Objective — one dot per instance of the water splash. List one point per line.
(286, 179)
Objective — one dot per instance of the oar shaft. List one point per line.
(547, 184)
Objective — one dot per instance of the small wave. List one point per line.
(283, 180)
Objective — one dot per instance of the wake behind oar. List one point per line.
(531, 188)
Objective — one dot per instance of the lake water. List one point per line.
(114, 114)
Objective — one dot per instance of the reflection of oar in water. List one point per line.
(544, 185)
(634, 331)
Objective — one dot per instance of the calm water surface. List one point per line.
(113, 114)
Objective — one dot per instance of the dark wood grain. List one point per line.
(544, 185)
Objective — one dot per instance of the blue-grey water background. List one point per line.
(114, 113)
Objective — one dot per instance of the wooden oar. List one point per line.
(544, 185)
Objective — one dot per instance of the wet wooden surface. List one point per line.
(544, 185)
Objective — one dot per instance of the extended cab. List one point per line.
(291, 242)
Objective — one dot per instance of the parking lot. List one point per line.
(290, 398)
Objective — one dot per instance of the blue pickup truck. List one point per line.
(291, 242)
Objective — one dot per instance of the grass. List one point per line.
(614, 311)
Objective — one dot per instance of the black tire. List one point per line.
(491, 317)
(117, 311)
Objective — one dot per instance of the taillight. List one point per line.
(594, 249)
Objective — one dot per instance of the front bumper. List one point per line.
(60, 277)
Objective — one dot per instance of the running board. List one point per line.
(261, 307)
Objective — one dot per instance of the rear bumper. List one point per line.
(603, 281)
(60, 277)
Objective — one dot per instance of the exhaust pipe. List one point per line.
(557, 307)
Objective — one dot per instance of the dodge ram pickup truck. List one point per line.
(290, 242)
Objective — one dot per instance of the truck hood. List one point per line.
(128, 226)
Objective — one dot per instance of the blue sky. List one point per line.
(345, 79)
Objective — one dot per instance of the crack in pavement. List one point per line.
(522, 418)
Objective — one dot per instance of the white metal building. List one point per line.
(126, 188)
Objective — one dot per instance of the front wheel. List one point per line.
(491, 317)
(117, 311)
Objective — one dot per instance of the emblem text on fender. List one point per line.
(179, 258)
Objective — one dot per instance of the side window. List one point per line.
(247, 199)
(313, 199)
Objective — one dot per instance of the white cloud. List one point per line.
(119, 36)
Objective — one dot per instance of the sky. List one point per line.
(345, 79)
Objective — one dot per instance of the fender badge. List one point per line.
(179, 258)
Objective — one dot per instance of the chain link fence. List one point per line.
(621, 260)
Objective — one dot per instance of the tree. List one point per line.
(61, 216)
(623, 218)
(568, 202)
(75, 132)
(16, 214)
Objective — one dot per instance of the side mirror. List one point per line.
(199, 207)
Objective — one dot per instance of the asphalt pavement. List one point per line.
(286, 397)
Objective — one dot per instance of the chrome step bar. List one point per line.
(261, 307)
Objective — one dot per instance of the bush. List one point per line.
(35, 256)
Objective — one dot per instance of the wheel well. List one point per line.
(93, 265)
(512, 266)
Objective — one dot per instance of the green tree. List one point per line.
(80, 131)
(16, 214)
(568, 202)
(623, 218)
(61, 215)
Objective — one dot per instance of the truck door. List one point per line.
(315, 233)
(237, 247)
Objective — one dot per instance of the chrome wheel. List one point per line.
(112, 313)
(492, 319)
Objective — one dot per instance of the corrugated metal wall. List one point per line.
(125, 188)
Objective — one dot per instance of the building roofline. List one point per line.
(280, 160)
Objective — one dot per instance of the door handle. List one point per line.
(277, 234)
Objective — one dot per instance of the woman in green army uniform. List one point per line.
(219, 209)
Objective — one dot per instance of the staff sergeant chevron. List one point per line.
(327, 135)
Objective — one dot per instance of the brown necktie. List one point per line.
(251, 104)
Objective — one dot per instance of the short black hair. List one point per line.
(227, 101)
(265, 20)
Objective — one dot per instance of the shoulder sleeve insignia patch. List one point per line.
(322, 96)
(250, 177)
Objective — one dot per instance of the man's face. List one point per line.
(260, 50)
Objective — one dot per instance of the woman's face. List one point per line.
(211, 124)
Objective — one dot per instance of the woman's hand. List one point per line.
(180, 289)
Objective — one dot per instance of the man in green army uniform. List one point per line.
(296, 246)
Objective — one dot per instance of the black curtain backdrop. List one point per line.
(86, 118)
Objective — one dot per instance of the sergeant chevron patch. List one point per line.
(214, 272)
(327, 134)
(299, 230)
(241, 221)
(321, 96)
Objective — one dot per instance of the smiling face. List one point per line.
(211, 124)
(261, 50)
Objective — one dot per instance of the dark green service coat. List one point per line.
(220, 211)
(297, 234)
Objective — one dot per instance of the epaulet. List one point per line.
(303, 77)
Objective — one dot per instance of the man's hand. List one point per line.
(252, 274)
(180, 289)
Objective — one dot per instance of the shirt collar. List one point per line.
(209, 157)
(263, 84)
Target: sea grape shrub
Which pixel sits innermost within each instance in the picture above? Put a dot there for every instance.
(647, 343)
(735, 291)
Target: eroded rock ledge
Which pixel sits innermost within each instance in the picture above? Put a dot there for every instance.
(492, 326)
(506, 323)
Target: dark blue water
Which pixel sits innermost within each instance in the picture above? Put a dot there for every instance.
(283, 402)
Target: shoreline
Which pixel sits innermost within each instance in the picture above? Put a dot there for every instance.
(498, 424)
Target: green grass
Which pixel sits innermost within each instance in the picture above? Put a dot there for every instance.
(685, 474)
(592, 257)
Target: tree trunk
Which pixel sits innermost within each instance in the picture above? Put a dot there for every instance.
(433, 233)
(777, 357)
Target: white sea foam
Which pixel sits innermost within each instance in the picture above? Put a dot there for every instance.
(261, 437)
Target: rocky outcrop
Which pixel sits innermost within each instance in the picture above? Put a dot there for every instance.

# # # # #

> **INSTRUCTIONS FOR THE TASK**
Reproduce all entries exactly, leaving each one whole.

> **EXPECTED ANSWER**
Objective — one dot per instance of the water splash. List one point per line.
(286, 179)
Objective — one dot per instance of the oar shaft. List one point per line.
(547, 184)
Objective — one dot per instance of the small wave. List one point per line.
(283, 180)
Objective — one dot per instance of the wake behind oar. List one point per line.
(531, 188)
Objective — one dot per instance of the lake water. List one point per line.
(114, 114)
Objective — one dot per instance of the reflection of oar in water. List one point per line.
(544, 185)
(634, 331)
Objective — one dot per instance of the calm water surface. List one point per line.
(113, 114)
Objective — one dot per instance of the dark wood grain. List one point per line.
(544, 185)
Objective — one dot per instance of the blue-grey water background. List one point per line.
(114, 113)
Objective — one dot per instance of the wooden oar. List one point per line.
(544, 185)
Objective — one dot per instance of the wet wooden surface. List one point per line.
(544, 185)
Objective — one dot per instance of the extended cab. List one point per line.
(291, 242)
Objective — one dot per instance of the parking lot. List one point per line.
(290, 398)
Objective — one dot per instance of the blue pickup truck. List one point per line.
(291, 242)
Objective — one dot per instance of the grass. List one point per line.
(614, 311)
Objective — one dot per instance of the black tire. List one point per line.
(491, 317)
(117, 311)
Objective — one dot per instance of the taillight. List one point per line.
(594, 249)
Objective — one dot per instance of the front bumper. List one point per line.
(60, 277)
Objective — one dot per instance of the running board. List one point per line.
(261, 307)
Objective — one dot per instance of the rear bumper. List one point per line.
(603, 281)
(60, 277)
Objective — one dot per instance of the exhaust pipe. List one point per line.
(557, 307)
Objective — one dot per instance of the dodge ram pickup truck. List one point per line.
(290, 242)
Objective — one dot per instance of the truck hood. List one point per line.
(128, 226)
Objective — one dot per instance of the blue sky. List one point per line.
(345, 79)
Objective — one dot per instance of the crack in pavement. List one point per line.
(522, 418)
Objective — one dot per instance of the white metal building. List one point per line.
(126, 188)
Objective — one dot per instance of the front wheel. List one point per line.
(491, 317)
(117, 311)
Objective — one dot per instance of the emblem text on fender. List one point per line.
(179, 258)
Objective — one dot per instance of the side window. List one point per line.
(247, 199)
(313, 199)
Objective — one dot per instance of the white cloud. List one point per line.
(119, 36)
Objective — one dot per instance of the sky. List one point per line.
(345, 79)
Objective — one dot per instance of the fender badge. List one point per line.
(179, 258)
Objective — one dot per instance of the chain link fence. List one point per line.
(621, 260)
Objective — one dot per instance of the tree. List one point per line.
(61, 216)
(623, 218)
(568, 202)
(75, 132)
(16, 214)
Objective — one dot per instance of the side mirror. List one point per line.
(199, 207)
Objective — one dot per instance of the asphalt pavement. List one point per line.
(286, 397)
Objective — one dot per instance of the chrome step bar. List one point per line.
(261, 307)
Objective — one dot per instance of the bush. List one point per line.
(35, 256)
Objective — one dot per instance of the wheel well. List one point per line.
(93, 265)
(512, 266)
Objective — one dot per instance of the green tree. List one point per line.
(80, 131)
(16, 214)
(568, 202)
(623, 218)
(61, 215)
Objective — one dot per instance of the truck door. List one point per line.
(315, 233)
(237, 247)
Objective — one dot per instance of the chrome wheel. List one point per line.
(112, 313)
(492, 319)
Objective — one dot per instance of the corrugated metal wall. List one point per line.
(125, 188)
Objective — one dot per instance of the building roofline. List one point per line.
(280, 160)
Objective — one dot per instance of the door handle. List one point per line.
(277, 234)
Objective — one dot per instance of the woman in green army uniform. List one point per line.
(219, 209)
Objective — one dot per instance of the staff sergeant chevron. List one point per line.
(327, 135)
Objective — one dot per instance of the brown necktie. List one point per line.
(251, 104)
Objective — one dot per instance of the short black hair. List one point per line.
(227, 101)
(265, 20)
Objective — one dot per instance of the shoulder sleeve insignia patch. List one point per line.
(322, 96)
(250, 177)
Objective — one dot per instance of the man's face. List one point per line.
(260, 50)
Objective — one dot per instance of the woman's face. List one point per line.
(211, 124)
Objective — one dot per instance of the woman's hand. List one point per line.
(180, 289)
Objective — one dot per instance of the man in green army uniform. List one point per line.
(296, 246)
Objective — one dot per instance of the black curtain backdrop. List one point per line.
(86, 118)
Objective — one dot per instance of the sergeant chevron patch. List one point per line.
(214, 272)
(327, 134)
(299, 230)
(241, 221)
(321, 96)
Objective — one dot per instance of the smiling face. List one point per line.
(211, 124)
(261, 50)
Objective — one dot per instance of the dark green service coat. List one point per line.
(220, 211)
(297, 234)
Objective — one dot per instance of the epaulet. List one point per line.
(303, 77)
Objective — one dot per instance of the man's hand. List one point per line.
(252, 274)
(180, 289)
Objective — one dot per instance of the shirt collar. List one point per line.
(209, 157)
(263, 84)
Target: sea grape shrub
Which pixel sits innermost within each instance in the picture above? Put a dot there for every instance.
(647, 343)
(735, 291)
Target: eroded rock ledge
Which pixel sits innermost within each instance in the picture above? Put a dot there for every instance.
(492, 326)
(506, 323)
Target: dark blue water
Which pixel sits innermost within each instance in the picture above? Put a dot there for every instance.
(283, 402)
Target: shoreline
Which pixel sits innermost within each instance in the picture above? Put a dot there for every instance.
(498, 424)
Target: green grass
Which pixel sits innermost within each instance in the picture above? Put a dot there for every instance.
(685, 474)
(592, 257)
Target: tree trunk
Which pixel sits innermost within each instance in the picture above? Put a dot there for every instance.
(433, 233)
(777, 357)
Target: white sea foam
Which pixel sits innermost within each instance in the picture above? Put a dot there for every instance.
(261, 437)
Target: rocky outcrop
Which pixel sits innermost within each instance in the picture above? Put a dot there for every instance.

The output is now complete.